▸ Goal
Copy out all of the data exactly as it appears.

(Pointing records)
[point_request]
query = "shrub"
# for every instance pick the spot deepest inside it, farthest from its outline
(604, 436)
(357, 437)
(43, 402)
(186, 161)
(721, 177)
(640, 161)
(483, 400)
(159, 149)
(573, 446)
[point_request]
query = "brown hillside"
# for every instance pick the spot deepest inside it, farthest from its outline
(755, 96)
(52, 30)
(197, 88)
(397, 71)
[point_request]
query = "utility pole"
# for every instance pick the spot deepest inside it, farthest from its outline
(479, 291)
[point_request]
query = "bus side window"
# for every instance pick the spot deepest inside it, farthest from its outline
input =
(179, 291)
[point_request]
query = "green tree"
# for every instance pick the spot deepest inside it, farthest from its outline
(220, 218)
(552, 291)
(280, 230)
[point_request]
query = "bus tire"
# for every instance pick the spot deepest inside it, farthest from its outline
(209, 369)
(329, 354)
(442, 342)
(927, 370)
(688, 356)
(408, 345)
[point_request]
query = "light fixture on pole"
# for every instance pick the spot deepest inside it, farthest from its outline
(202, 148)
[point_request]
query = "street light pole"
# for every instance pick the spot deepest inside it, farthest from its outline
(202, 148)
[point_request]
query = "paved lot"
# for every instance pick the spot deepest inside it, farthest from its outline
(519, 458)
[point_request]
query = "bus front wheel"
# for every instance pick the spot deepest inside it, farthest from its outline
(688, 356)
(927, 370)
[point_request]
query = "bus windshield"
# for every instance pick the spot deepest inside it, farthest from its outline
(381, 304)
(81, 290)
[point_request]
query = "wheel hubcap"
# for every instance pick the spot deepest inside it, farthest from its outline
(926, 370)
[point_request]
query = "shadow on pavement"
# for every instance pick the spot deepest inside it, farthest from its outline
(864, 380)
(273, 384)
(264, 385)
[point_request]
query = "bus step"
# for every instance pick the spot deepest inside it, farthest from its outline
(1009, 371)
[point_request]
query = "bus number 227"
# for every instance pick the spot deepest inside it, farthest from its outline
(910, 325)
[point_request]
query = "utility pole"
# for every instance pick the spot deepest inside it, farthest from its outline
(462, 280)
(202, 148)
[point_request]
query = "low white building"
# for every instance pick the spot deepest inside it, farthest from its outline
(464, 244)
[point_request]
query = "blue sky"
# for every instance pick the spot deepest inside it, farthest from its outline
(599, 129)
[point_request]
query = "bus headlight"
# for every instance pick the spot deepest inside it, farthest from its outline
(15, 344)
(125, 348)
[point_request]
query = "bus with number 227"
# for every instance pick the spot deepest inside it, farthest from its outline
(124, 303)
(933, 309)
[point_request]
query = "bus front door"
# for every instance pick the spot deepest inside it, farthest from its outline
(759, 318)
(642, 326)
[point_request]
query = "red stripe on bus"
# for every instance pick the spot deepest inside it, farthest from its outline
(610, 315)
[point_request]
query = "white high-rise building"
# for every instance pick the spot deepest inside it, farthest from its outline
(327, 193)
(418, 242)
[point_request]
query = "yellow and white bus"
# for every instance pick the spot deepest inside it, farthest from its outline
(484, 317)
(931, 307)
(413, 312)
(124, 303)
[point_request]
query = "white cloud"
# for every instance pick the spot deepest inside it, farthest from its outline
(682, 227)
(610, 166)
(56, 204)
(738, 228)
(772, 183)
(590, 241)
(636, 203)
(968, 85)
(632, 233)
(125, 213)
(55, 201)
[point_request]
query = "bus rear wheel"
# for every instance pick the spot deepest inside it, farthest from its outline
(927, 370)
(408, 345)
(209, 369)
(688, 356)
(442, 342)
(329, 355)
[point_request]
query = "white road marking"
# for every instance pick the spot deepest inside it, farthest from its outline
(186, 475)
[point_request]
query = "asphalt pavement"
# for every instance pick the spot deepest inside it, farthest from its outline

▸ Worked solution
[point_request]
query = "shrub"
# for every instance pick the spot deepest inside it, farthest from its outline
(604, 436)
(357, 437)
(43, 402)
(186, 161)
(721, 177)
(640, 161)
(483, 400)
(159, 149)
(573, 446)
[point_request]
query = "brown hillside"
# for every instance pick the spot deepest inside it, farthest from its outline
(755, 96)
(52, 30)
(197, 88)
(397, 71)
[point_request]
query = "utility pole"
# for every instance pick the spot deepest inside it, farthest from its outline
(479, 291)
[point_request]
query = "bus side window"
# for every instance pick the spot deepest inside it, farthest from its outline
input =
(179, 291)
[point_request]
query = "green tree"
# for every instance pick the spot deepest inside it, farthest from its outline
(220, 218)
(552, 291)
(280, 230)
[point_request]
query = "bus tire"
# for every instance pick the spot deepest inside it, farthest from its outline
(209, 369)
(329, 354)
(442, 342)
(927, 370)
(688, 356)
(408, 345)
[point_request]
query = "light fixture on pole"
# for every instance pick the spot deepest inside it, farthest from its outline
(202, 148)
[point_request]
query = "street light pole"
# for every instance pick the spot deepest inside it, farthest from its outline
(202, 148)
[point_request]
query = "paved lot"
# for every instance pick the spot deepest inside it, farthest from its outline
(519, 458)
[point_request]
query = "bus front wheel"
# for every instance pick the spot deepest inside it, farthest from its outline
(688, 356)
(927, 370)
[point_request]
query = "bus windshield"
# for every instance pick the spot deepest inside it, farthest from its outline
(381, 304)
(81, 290)
[point_request]
query = "wheel hubcap"
# for every instance pick the spot deepest inside it, farthest from its outline
(926, 370)
[point_request]
query = "shadow on pavement"
# for every instance pick the spot deepest inside it, farthest from its outline
(864, 380)
(273, 384)
(264, 385)
[point_request]
query = "bus step"
# for every instance pick the spot deepest inside it, farthest from its outline
(1009, 371)
[point_request]
query = "bus number 227"
# for every instance pick the spot deepest inside it, farthest from its outline
(910, 325)
[point_request]
query = "utility pole"
# for every instance pick the spot deepest inside it, farthest from its outline
(462, 280)
(202, 148)
[point_request]
query = "low white building"
# for every instance pick the spot deepest inside it, farthest from its outline
(464, 244)
[point_request]
query = "blue sky"
# for every instance pick the spot deepest inside it, farthest from its outline
(599, 129)
[point_request]
query = "bus headlight"
# for every instance pick the spot deepest inside it, farthest from its outline
(15, 344)
(125, 348)
[point_request]
query = "bus with number 227"
# for every instance pick the spot deepest inside it, farthest from its outline
(124, 303)
(933, 309)
[point_request]
query = "bus front door"
# for every instance pick the spot deepest inside it, farthest from its outline
(759, 318)
(642, 326)
[point_request]
query = "red stripe on bus"
# for every instance pick the spot deepest inside it, farthest from its outline
(610, 315)
[point_request]
query = "white high-rise building"
# for every instance pick the spot deepest inside it, farthest from its outline
(327, 193)
(418, 242)
[point_request]
query = "yellow and white bus"
# for every instance pick the spot deepest inside it, farthest from its outline
(484, 317)
(931, 307)
(413, 312)
(124, 303)
[point_request]
query = "white cloud"
# for every instance pick the spot deepest inside it, farthest from its outline
(682, 227)
(610, 166)
(56, 204)
(738, 228)
(772, 183)
(590, 241)
(636, 203)
(968, 85)
(632, 233)
(125, 213)
(55, 201)
[point_request]
query = "bus rear wheel"
# for every instance pick the spot deepest inside it, farthest from its outline
(927, 370)
(408, 345)
(209, 369)
(688, 356)
(442, 342)
(329, 355)
[point_request]
query = "white road marking"
# for every instance pick the spot deepest inside it, farthest from its outline
(186, 475)
[point_request]
query = "asphalt pavement"
# for every instance pick the spot deepest inside it, farthest from its outline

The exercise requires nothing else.